• _Given instruction a_
Copy the passage from the post on school-quality data word for word, beginning at "Digging into the" and ending after "for Black students.".

* START Document text *

Elementary Schools that Black Families Should Consider Based on the Latest Data

Where you send your child to school is one of the most important decisions you can make.  The new school quality data was released by the state recently, and I wanted to highlight some of the schools making progress with Oakland children, and encourage families to visit.  Every child is different, and I will break it down into subgroups (schools showing progress with Black, Brown and low income students) in the next few weeks and you can also take a look at the schoolfinder tool to find local schools.

But before I get to the public schools showing the most progress, let me give a warning.  These numbers may be imperfect. The numbers don’t reflect if more high needs students came into a school, and no number can capture a school, or the variation within it.  So please take these lists as starting points and do your homework.  I have written before about the perils of using tests exclusively to judge schools.  I include data on graduation rates, change (how much scores went up or down from year to year) and status (overall scores), which together provide a more balanced look at school quality.

Digging into the Latest Data

Different schools often produce different results with different students so I will also produce blogs looking at schools showing results for Black, Latinx, API and other subgroups. So keep tuned. The results I analyze are for Black students.

GO produced this report, looking at how low income Black and Latinx students are doing.

* END Document text *

• _Given instruction b_
Return every line of the listing below that contains the word "frame".

* START Excerpted records *

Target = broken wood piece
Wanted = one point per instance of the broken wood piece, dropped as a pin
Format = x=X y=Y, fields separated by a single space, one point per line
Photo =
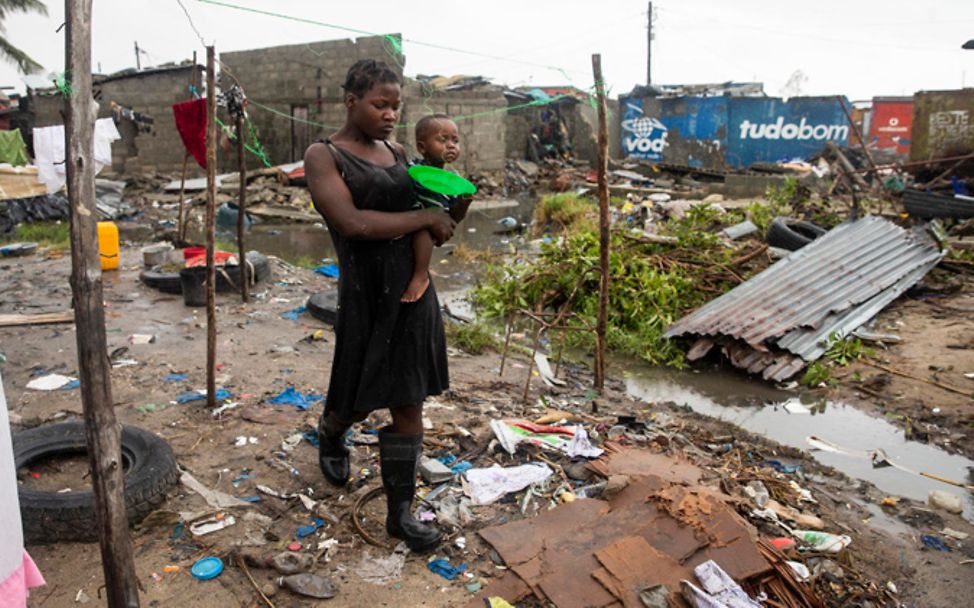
x=43 y=318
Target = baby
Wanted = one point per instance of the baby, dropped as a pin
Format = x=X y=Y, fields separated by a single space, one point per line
x=438 y=141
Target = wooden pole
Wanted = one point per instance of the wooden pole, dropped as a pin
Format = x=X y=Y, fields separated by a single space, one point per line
x=210 y=233
x=241 y=211
x=603 y=170
x=181 y=225
x=102 y=431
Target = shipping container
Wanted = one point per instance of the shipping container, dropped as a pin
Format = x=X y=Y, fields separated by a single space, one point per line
x=725 y=132
x=890 y=124
x=942 y=124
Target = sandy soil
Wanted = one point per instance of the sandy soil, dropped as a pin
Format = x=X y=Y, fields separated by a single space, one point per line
x=936 y=325
x=259 y=354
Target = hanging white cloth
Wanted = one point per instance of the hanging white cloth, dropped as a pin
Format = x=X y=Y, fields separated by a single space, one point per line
x=18 y=574
x=49 y=151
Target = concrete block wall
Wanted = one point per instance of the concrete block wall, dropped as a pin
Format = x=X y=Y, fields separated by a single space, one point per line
x=151 y=92
x=309 y=75
x=479 y=114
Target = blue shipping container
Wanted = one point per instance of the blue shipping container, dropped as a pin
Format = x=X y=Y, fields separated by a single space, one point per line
x=773 y=130
x=679 y=130
x=723 y=132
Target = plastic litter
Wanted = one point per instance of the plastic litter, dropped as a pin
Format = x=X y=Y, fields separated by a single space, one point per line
x=719 y=589
x=310 y=585
x=310 y=528
x=433 y=471
x=52 y=382
x=328 y=270
x=484 y=486
x=756 y=490
x=573 y=441
x=207 y=568
x=946 y=501
x=934 y=542
x=213 y=524
x=290 y=396
x=823 y=541
x=383 y=570
x=654 y=597
x=444 y=569
x=198 y=394
x=214 y=498
x=292 y=315
x=289 y=562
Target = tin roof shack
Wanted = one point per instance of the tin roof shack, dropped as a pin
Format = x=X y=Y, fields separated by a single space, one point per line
x=295 y=90
x=943 y=125
x=724 y=132
x=476 y=105
x=890 y=123
x=149 y=141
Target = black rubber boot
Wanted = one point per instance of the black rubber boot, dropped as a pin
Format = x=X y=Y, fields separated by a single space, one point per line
x=332 y=453
x=399 y=456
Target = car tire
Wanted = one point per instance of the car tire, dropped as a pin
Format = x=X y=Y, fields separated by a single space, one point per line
x=50 y=517
x=791 y=234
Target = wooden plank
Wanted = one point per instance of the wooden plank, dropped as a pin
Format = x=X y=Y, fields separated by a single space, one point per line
x=43 y=318
x=602 y=171
x=102 y=431
x=210 y=227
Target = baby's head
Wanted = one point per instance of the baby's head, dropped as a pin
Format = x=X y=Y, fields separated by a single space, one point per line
x=437 y=139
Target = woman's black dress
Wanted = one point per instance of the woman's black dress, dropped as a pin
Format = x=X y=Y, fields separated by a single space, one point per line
x=387 y=353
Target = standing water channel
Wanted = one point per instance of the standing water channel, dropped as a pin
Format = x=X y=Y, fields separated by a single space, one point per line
x=759 y=408
x=748 y=403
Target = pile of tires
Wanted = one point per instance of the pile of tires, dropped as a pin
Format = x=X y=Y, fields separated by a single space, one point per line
x=227 y=277
x=50 y=517
x=791 y=234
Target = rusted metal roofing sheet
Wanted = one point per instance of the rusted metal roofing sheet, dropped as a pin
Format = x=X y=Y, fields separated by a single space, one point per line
x=833 y=285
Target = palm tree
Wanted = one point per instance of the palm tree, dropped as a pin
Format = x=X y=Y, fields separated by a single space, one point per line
x=9 y=51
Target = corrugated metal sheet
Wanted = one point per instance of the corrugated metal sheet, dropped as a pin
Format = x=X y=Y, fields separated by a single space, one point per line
x=833 y=285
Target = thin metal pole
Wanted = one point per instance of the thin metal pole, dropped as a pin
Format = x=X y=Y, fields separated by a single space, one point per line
x=241 y=212
x=210 y=232
x=102 y=431
x=602 y=170
x=649 y=45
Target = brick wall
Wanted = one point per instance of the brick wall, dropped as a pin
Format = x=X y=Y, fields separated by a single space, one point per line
x=289 y=79
x=479 y=114
x=151 y=92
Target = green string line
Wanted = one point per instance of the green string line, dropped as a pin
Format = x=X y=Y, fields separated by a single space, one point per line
x=386 y=36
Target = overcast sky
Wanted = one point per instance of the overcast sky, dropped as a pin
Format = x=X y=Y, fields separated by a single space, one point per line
x=860 y=49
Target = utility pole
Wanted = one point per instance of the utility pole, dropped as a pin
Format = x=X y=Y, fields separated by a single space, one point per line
x=649 y=45
x=102 y=431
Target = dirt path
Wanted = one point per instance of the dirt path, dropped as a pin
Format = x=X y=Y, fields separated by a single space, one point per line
x=260 y=354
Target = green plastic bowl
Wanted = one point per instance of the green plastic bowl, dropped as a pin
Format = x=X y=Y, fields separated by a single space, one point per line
x=441 y=181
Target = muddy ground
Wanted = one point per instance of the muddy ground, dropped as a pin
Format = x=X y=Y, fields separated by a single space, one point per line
x=935 y=323
x=260 y=353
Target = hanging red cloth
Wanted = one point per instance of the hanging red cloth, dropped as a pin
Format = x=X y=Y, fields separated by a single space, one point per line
x=191 y=123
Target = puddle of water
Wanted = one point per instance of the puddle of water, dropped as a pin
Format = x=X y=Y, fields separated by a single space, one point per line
x=736 y=399
x=292 y=242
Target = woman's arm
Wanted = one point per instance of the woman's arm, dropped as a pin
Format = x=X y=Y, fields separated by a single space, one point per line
x=334 y=202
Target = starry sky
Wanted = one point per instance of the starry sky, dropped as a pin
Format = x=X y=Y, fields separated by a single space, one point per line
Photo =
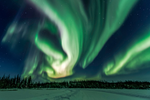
x=83 y=39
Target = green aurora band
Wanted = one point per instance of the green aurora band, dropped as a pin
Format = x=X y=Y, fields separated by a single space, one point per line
x=71 y=34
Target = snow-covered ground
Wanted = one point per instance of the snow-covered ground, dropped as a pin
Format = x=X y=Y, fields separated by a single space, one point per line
x=75 y=94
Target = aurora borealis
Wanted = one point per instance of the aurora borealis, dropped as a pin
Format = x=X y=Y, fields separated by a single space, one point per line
x=64 y=35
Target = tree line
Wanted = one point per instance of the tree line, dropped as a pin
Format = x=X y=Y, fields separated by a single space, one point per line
x=6 y=82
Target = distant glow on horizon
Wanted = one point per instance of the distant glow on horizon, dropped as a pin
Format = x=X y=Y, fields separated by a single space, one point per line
x=67 y=34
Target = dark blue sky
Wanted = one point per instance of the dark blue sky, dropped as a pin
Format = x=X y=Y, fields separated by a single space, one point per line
x=12 y=62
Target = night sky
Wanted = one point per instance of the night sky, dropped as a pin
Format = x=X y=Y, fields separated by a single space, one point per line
x=75 y=39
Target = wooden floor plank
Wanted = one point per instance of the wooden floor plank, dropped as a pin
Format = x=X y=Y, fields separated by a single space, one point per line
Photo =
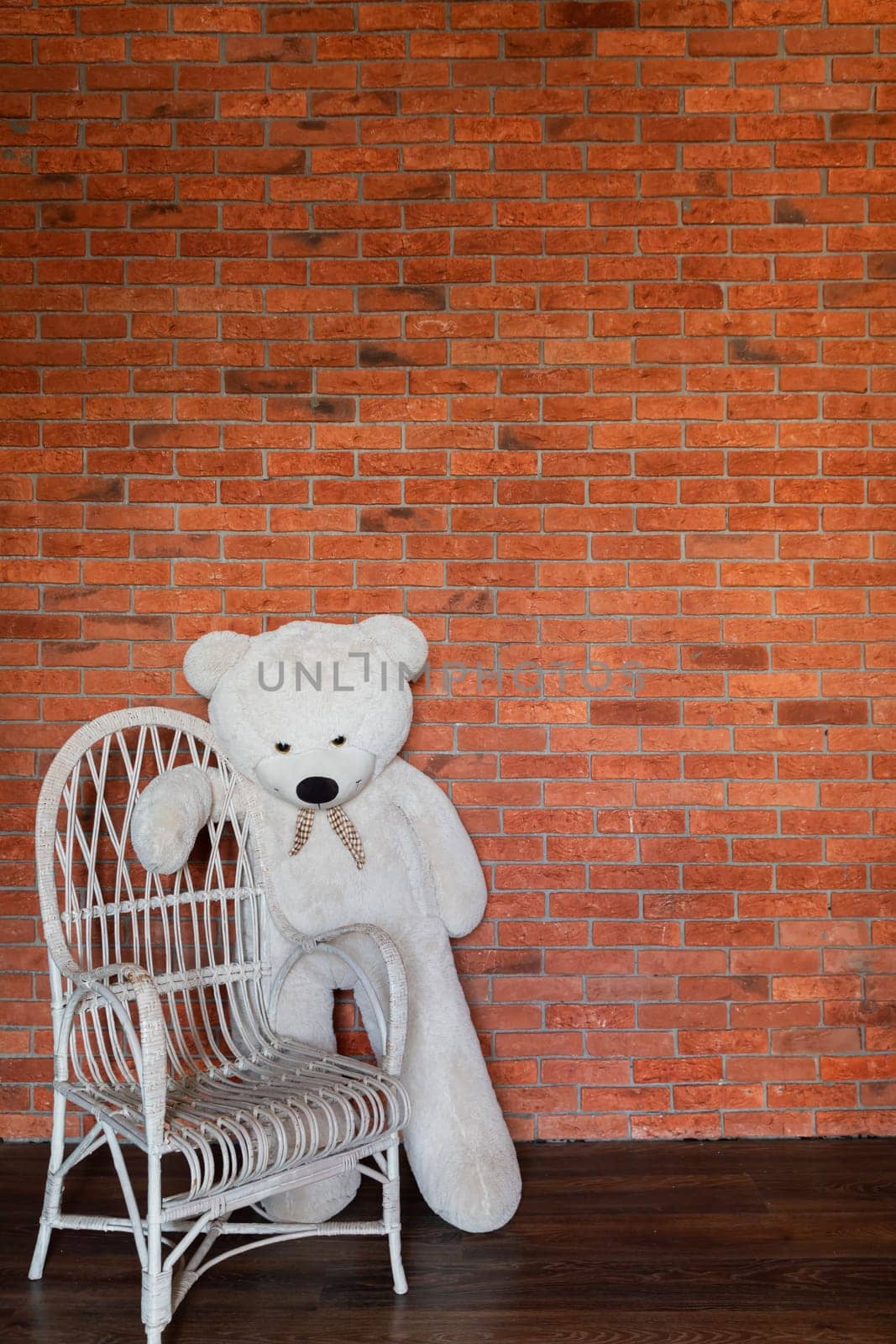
x=786 y=1242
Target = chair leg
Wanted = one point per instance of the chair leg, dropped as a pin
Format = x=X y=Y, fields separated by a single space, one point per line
x=392 y=1215
x=53 y=1193
x=156 y=1281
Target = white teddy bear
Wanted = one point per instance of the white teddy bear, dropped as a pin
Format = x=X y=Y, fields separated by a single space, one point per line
x=312 y=717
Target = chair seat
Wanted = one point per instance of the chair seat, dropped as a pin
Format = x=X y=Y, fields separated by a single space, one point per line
x=254 y=1117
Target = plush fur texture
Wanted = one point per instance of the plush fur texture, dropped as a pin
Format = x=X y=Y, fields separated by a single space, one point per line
x=313 y=716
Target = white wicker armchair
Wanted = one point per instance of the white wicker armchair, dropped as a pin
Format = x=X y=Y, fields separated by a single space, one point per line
x=163 y=1021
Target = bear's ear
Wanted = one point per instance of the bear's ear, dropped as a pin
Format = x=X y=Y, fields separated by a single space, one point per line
x=401 y=640
x=207 y=660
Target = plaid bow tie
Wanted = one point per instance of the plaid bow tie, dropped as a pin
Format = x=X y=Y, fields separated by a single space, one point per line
x=340 y=824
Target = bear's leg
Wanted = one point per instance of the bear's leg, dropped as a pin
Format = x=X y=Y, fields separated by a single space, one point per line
x=305 y=1012
x=457 y=1140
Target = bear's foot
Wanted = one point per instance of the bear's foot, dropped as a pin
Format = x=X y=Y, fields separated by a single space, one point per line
x=477 y=1189
x=315 y=1203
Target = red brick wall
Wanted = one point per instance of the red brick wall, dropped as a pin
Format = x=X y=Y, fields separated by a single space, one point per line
x=553 y=326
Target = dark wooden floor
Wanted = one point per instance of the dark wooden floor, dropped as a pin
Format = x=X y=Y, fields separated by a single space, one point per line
x=790 y=1242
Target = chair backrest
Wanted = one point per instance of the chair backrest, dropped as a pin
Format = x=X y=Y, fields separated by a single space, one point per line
x=197 y=932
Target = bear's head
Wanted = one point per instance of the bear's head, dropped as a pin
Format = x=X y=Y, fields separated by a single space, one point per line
x=311 y=711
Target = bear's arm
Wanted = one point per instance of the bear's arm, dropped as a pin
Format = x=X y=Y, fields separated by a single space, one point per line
x=459 y=885
x=170 y=812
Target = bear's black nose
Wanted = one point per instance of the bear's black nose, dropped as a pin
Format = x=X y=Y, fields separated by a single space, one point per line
x=317 y=790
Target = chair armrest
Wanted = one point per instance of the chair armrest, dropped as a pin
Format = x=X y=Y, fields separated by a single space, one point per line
x=114 y=985
x=392 y=1018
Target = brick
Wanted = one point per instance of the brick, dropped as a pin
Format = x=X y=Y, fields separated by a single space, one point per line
x=355 y=344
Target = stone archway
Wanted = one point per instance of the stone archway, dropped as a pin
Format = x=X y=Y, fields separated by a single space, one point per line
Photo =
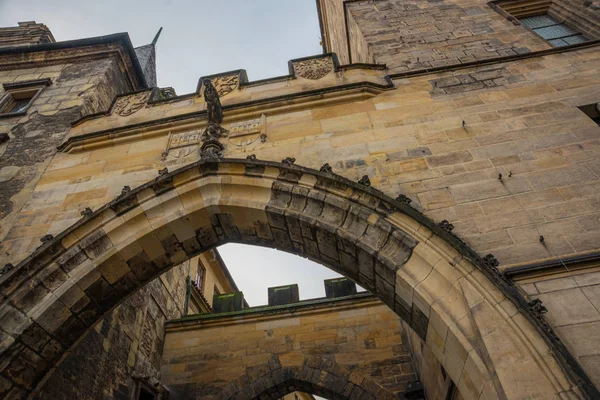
x=477 y=326
x=312 y=375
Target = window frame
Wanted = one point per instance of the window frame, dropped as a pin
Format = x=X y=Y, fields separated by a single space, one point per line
x=200 y=284
x=556 y=23
x=31 y=89
x=498 y=6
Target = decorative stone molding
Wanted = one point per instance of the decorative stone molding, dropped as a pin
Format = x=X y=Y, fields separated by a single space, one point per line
x=127 y=105
x=314 y=69
x=442 y=289
x=226 y=84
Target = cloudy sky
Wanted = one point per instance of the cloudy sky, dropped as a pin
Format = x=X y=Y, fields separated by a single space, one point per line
x=200 y=37
x=203 y=37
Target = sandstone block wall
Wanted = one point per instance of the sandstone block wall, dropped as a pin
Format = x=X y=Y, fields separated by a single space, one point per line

* END Excerpted records *

• _Finished answer a_
Digging into the Latest Data

Different schools often produce different results with different students so I will also produce blogs looking at schools showing results for Black, Latinx, API and other subgroups. So keep tuned. The results I analyze are for Black students.

• _Finished answer b_
Target = window frame
Wanted = one point per instance of the window frame, dropped as a pin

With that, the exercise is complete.